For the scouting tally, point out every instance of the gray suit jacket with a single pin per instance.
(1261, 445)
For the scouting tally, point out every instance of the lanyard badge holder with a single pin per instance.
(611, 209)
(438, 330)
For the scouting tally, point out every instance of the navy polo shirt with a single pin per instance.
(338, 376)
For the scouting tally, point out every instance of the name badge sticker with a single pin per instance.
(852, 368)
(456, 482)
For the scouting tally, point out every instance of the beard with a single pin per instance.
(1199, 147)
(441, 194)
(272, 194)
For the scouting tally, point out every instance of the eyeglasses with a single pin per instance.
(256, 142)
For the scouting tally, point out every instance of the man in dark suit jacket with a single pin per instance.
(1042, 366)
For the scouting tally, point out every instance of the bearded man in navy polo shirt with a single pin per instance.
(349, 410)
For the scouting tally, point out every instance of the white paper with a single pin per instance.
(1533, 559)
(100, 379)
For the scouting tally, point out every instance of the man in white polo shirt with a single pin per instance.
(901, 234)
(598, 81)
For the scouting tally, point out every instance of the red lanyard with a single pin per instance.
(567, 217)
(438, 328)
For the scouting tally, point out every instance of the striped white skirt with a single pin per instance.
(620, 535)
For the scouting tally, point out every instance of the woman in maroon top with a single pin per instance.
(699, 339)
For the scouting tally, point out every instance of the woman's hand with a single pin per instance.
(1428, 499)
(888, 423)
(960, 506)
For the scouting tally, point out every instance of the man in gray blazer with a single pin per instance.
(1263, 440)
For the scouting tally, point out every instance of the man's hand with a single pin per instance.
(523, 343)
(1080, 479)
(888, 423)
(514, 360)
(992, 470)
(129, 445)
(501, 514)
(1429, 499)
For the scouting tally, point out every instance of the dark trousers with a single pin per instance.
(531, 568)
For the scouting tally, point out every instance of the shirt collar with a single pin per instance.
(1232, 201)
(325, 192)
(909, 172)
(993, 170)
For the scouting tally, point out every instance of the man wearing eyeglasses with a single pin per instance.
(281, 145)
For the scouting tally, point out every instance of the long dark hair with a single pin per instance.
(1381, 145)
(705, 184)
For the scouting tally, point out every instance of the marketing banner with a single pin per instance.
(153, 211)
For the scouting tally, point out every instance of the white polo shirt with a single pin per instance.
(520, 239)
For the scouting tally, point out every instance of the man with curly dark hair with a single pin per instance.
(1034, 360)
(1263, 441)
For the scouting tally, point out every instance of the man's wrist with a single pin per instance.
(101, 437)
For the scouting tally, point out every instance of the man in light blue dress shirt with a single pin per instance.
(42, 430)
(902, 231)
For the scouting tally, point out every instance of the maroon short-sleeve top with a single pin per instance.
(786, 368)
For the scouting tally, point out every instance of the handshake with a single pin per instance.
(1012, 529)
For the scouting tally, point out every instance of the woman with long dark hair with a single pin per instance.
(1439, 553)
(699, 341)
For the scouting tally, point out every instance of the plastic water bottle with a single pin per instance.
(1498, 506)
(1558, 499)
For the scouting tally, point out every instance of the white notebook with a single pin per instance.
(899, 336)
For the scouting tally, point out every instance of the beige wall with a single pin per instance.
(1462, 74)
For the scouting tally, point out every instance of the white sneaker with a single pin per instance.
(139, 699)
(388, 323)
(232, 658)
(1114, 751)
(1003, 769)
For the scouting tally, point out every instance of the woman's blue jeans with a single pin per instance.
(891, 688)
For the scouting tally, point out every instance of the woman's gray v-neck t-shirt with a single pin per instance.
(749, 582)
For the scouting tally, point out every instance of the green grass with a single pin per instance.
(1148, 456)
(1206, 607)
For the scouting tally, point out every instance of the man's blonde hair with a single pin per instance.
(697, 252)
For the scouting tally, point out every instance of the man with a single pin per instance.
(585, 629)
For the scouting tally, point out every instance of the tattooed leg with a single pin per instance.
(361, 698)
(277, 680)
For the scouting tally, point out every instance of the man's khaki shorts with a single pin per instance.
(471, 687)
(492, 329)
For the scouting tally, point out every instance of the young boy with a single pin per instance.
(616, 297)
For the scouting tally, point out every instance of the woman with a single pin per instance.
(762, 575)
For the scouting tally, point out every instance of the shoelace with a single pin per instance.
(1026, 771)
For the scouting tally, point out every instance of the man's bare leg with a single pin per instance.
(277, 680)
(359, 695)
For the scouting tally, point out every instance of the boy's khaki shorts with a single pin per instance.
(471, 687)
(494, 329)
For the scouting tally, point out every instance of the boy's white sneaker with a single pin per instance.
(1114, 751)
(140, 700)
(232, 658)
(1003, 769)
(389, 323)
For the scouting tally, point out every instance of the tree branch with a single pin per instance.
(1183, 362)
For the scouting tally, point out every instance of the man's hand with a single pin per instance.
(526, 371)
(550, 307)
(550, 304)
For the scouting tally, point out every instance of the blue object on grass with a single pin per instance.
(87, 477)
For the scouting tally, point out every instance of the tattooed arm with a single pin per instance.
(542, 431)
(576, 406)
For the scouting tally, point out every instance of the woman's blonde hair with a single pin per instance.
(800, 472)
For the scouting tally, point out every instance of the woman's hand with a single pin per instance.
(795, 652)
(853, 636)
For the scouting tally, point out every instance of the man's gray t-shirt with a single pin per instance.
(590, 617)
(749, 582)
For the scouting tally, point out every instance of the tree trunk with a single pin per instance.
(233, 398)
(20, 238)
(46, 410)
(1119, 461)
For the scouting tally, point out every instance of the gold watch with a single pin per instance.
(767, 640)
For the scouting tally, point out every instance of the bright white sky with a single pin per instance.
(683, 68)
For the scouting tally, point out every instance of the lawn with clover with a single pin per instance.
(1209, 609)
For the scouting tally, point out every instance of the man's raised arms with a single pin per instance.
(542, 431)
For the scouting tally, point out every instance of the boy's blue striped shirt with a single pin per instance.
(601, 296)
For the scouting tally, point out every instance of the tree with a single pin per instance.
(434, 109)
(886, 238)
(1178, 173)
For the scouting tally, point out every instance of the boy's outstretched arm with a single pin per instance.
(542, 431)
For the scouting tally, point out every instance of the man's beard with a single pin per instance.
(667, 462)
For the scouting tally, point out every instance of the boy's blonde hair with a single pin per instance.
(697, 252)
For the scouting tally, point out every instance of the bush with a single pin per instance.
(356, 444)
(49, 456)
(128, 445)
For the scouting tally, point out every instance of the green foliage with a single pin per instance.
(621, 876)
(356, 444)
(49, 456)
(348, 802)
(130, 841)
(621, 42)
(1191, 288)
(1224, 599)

○ ○ ○ ○

> _WHAT YOU HAVE TO DO_:
Please transcribe the whole listing exactly as it stands.

> _RESULT OF THE EXERCISE_:
For the scouting tally, point out every instance of the gray suit jacket with a single pin per instance.
(1261, 445)
For the scouting tally, point out every instance of the lanyard badge holder with a single pin per instance.
(611, 209)
(438, 330)
For the scouting tally, point out every instance of the navy polo shirt with a single pin per instance.
(338, 376)
For the scouting tally, point out every instance of the name badge sticker with a single pin per instance.
(852, 368)
(456, 482)
For the scouting tally, point out every instance of the beard with a single pin per instance.
(1199, 147)
(441, 194)
(272, 194)
For the scouting tally, point out every instance of the eyeglasses with a single pin per instance.
(256, 142)
For the scouting tally, point out every instance of the man in dark suit jacket with a single pin per instance.
(1042, 366)
For the scouting tally, point out every instance of the bearded man in navy polo shirt with a single pin per instance.
(349, 410)
For the scouting tally, point out every instance of the white paper with a single pin per instance.
(1533, 559)
(100, 379)
For the scouting tally, point out every instance of the man in white polo shirt with a single pin per instance.
(901, 234)
(598, 81)
For the scouting tally, point out every instance of the red lanyard with a single pin per instance.
(567, 217)
(438, 328)
For the scouting tally, point out every instance of the striped white skirt with a single pin per instance.
(620, 535)
For the scouting tally, point out every instance of the woman in maroon top with a single pin per instance.
(699, 339)
For the scouting tally, point out every instance of the woman's hand with a single pin per instance.
(1428, 499)
(888, 423)
(960, 506)
For the scouting tally, point out every instance of the man in gray blazer with a single pin per instance.
(1263, 440)
For the scouting tally, point out every instance of the man's hand with a single pin per instance.
(523, 343)
(1080, 479)
(888, 423)
(514, 360)
(992, 470)
(129, 445)
(501, 514)
(1429, 499)
For the scouting tally, point out every instance of the dark trousers with a single pin per instance.
(531, 568)
For the scouting tally, point out every instance of the shirt collar with a single pin per instance.
(1232, 201)
(325, 192)
(909, 172)
(993, 170)
For the scouting tally, point out every instance of the man wearing eyeglasses with a single pin per instance.
(281, 145)
For the scouting tally, point out every instance of the long dark hair with a single pin per instance.
(1381, 145)
(705, 184)
For the scouting tally, point out every instance of the marketing banner with a single pin per instance.
(153, 211)
For the scouting tally, point out every instance of the white polo shirt with a single pin per instance.
(520, 239)
For the scouting tally, point out every instance of the man with curly dark hair with a single pin per instance.
(1034, 360)
(1263, 441)
For the scouting tally, point out every instance of the man's wrist with a single pin per instance.
(101, 437)
For the scouting tally, point out every instance of the man in light blue dress shirt with a single pin per instance.
(42, 430)
(902, 231)
For the scouting tally, point out every instance of the maroon short-sleeve top with a single pin per instance.
(786, 368)
For the scouting tally, point out every instance of the handshake with a single pin per instance.
(1012, 529)
For the scouting tally, point out every instance of the woman with long dark hair with a single pin per instance.
(1439, 553)
(699, 341)
For the scouting tally, point out every instance of the plastic water bottle with a single pin per instance.
(1498, 506)
(1558, 499)
For the scouting tally, point out every instance of the white notebook with a single pin per instance.
(899, 336)
For the scouting tally, point out every instance of the beige wall with a single pin per instance.
(1462, 74)
For the scouting tally, point out every instance of the white sneaker with a single pin per instance.
(139, 699)
(388, 323)
(232, 658)
(1114, 751)
(1003, 769)
For the scouting tally, point out every instance of the woman's blue jeans with a single pin per instance.
(891, 688)
For the scouting tally, point out every instance of the woman's gray v-neck t-shirt with a single pin per instance.
(749, 582)
For the scouting tally, point out every instance of the green grass with a single pin per instance.
(1148, 456)
(1206, 607)
For the scouting tally, point out every instance of the man's blonde hair with a single pin per instance.
(697, 252)
For the scouting tally, point out every instance of the man with a single pin per instance.
(585, 629)
For the scouting tally, point out every instance of the tattooed leg with a single pin per instance.
(361, 698)
(277, 680)
For the scouting tally, point out every instance of the man's khaki shorts with a single pin per instance.
(471, 687)
(492, 329)
For the scouting tally, point out every instance of the young boy with a single pin per instance.
(616, 297)
For the scouting tally, point out every instance of the woman with a single pin per instance.
(762, 575)
For the scouting tally, point out every instance of the shoelace with a single pin per instance.
(1026, 771)
For the scouting tally, point out every instance of the man's bare leg with a single pin per instance.
(277, 680)
(359, 695)
For the scouting tally, point out every instance of the boy's khaki shorts with a single pin per instance.
(471, 687)
(494, 329)
For the scouting tally, point out every instance of the boy's white sneaker with a single pin per instance.
(1114, 751)
(140, 700)
(232, 658)
(1003, 769)
(389, 323)
For the scouting tally, point out every instance of the tree branch with a single pin per instance.
(1183, 362)
For the scouting tally, point out every instance of the man's hand with a single pin per instance.
(526, 371)
(550, 307)
(550, 304)
For the scouting tally, point out every instance of the blue object on grass with a single pin per instance.
(87, 477)
For the scouting tally, point out every instance of the tattooed arm with a single pin per instance.
(542, 431)
(576, 406)
For the scouting tally, point out every instance of the woman's blonde hair with a single pin per instance.
(800, 472)
For the scouting tally, point out every instance of the woman's hand with a single pin per instance.
(795, 652)
(853, 636)
For the scouting tally, point out every instance of the man's gray t-shirt with a single pin per instance.
(590, 617)
(749, 582)
For the scouting tally, point out every instance of the tree trunk with a single pin per instance.
(233, 398)
(20, 238)
(46, 410)
(1119, 461)
For the scouting tally, point out every instance of the gold watch with a single pin per instance.
(767, 640)
For the scouting tally, point out every instance of the bright white sky with a single pin per instance.
(683, 68)
For the scouting tally, point out every instance of the lawn with clover with a single pin per instance.
(1209, 609)
For the scouting tally, point out every instance of the man's raised arms with a single pin per instance.
(542, 431)
For the scouting tally, point out every instance of the boy's blue striped shirt with a single pin per instance.
(601, 296)
For the scouting tally, point out every instance of the tree with a single pin per instance.
(434, 109)
(886, 238)
(1178, 173)
For the scouting tally, point out every instance of the boy's outstretched arm with a single pin per instance.
(542, 431)
For the scouting tally, point out every instance of the man's beard with a single pin per instance.
(667, 462)
For the scouting tally, point out every instance of the boy's blonde hair with a single pin per instance.
(697, 252)
For the scouting tally, point out every instance of the bush with a single pin per instance.
(356, 444)
(49, 456)
(128, 445)
For the scouting tally, point out every instance of the green foliage with a single pin per instance.
(621, 876)
(356, 444)
(49, 456)
(348, 802)
(130, 841)
(621, 42)
(1191, 288)
(1224, 599)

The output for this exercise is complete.